THE DATA:
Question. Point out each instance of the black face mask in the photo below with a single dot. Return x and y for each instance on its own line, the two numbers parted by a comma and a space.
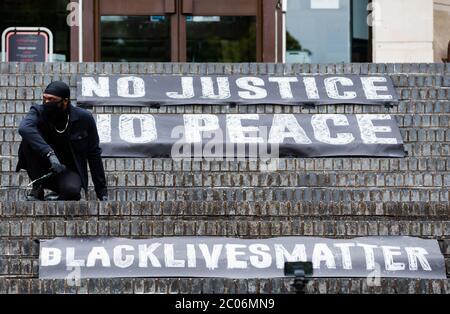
54, 113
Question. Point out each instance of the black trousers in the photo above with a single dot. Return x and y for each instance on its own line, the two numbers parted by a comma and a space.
66, 184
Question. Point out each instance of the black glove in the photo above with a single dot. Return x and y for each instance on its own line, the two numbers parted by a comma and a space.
57, 167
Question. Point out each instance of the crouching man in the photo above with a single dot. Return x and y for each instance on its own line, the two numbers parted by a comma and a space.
62, 139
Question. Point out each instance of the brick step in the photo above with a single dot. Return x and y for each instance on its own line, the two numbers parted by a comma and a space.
221, 68
228, 226
218, 285
255, 179
409, 135
292, 194
418, 149
403, 107
399, 80
268, 209
405, 121
299, 165
404, 93
29, 248
26, 267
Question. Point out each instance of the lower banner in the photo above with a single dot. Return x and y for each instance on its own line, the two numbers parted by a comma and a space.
262, 136
371, 257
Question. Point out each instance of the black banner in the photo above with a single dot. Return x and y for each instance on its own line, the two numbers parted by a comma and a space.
371, 257
142, 90
249, 135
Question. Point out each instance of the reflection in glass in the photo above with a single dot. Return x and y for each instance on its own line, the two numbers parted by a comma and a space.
37, 13
221, 38
135, 39
327, 31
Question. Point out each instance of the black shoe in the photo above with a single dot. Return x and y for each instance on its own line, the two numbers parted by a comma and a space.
51, 197
36, 194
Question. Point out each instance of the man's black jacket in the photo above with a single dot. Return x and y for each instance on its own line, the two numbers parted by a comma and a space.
84, 143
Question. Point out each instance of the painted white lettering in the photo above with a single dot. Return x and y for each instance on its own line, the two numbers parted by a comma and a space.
263, 258
70, 258
195, 124
236, 131
333, 91
50, 256
98, 253
169, 256
232, 256
208, 88
191, 255
251, 87
322, 253
369, 131
284, 84
120, 260
322, 131
389, 252
311, 88
89, 87
346, 256
417, 254
371, 90
211, 258
370, 255
282, 255
146, 253
187, 85
147, 126
103, 122
138, 87
281, 122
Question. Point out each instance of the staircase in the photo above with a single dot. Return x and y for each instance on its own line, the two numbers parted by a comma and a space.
329, 197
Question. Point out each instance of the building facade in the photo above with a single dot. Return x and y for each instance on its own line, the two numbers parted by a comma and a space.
292, 31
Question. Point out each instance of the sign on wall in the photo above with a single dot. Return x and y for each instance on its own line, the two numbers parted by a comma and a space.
142, 90
376, 257
249, 135
27, 44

EXERCISE DETAILS: Reproduce each entry precisely, dropping only the pictures.

COMPLETED TASK:
Question. Point out each instance of the black face mask in the photo below with a single dot. Return x and y for each instance on its own line, the two numbers parted by a comma and a space.
54, 113
Question. Point out each instance of the black trousers in the photo above with a single dot. Return x and y for each instance on its own line, the two numbers parted by a comma and a space.
66, 184
Question. Point out each instance of the black glove in the photo above with a single dot. Return x and y for each instance on its own line, the two numbers parted by a comma and a space.
57, 167
Question. Point out each instance of the crouching man in the photo above with a single dot. Return x and y for each instance on its own line, the two numbers parted by a comma and a space.
62, 139
Question. Point out each instance of the brick step in the photo above with a single dot. Return x and y for each instance on its own line, the two numbers parted by a comma and a space.
221, 68
228, 226
218, 285
255, 179
409, 135
292, 194
418, 149
403, 107
399, 80
268, 209
405, 121
299, 165
404, 93
29, 248
26, 267
Question. Point out each instance of the lower banner in the photo above with a single dot. Return x and y for each instance on its own line, the two numbers parted by a comma and a space.
262, 136
371, 257
Question. Point out each instance of the black banner in the photo above with a single dot. Return x and y for each instance on its own line, the two numbers parted by a comma and a space.
371, 257
142, 90
249, 135
Question. Point out each instance of the reflection in glass in the photo above with a single dot. Return x and y for each instance on its own line, the two numbers parted by a comma and a space.
37, 13
221, 38
135, 39
327, 31
Question. Point out each instance of the black shoe in the photo above with a single dot. Return x and y for each instance on its own line, the two numbers parted by a comma and a space.
51, 197
36, 194
Question. Point out each instance of the man's black jacket in the photo above with a single dot. Return x and y for each instance on its own line, the two numbers parted by a comma and a space.
84, 143
Question. Point out each instance of the painted white lettering in the photo above with a single dot. Return x and y for each instance on its own line, the two numbers parted by a comma and a space.
263, 258
70, 258
195, 124
236, 131
333, 91
50, 256
98, 253
169, 256
232, 256
208, 88
191, 255
251, 87
322, 253
369, 131
284, 84
120, 260
322, 131
389, 252
311, 88
89, 87
346, 256
417, 254
371, 90
211, 258
370, 255
282, 255
146, 253
187, 85
147, 126
103, 122
138, 87
281, 122
Question. Point out each instance of the staircase in the photo above with a single dot. Return x and y for each instance on its own line, the two numbers parted by a comma and a space.
329, 197
Question. Point out each instance of the building facade in the photo above with a single dot. Return x and y for each instance on its own line, the two numbers parted by a comma and a space.
292, 31
Question. Point out each instance of the sign on wall in the photo above with a single dot. Return x and y for each instance on its own line, the two numbers parted by a comma and a space.
142, 90
376, 257
249, 135
27, 44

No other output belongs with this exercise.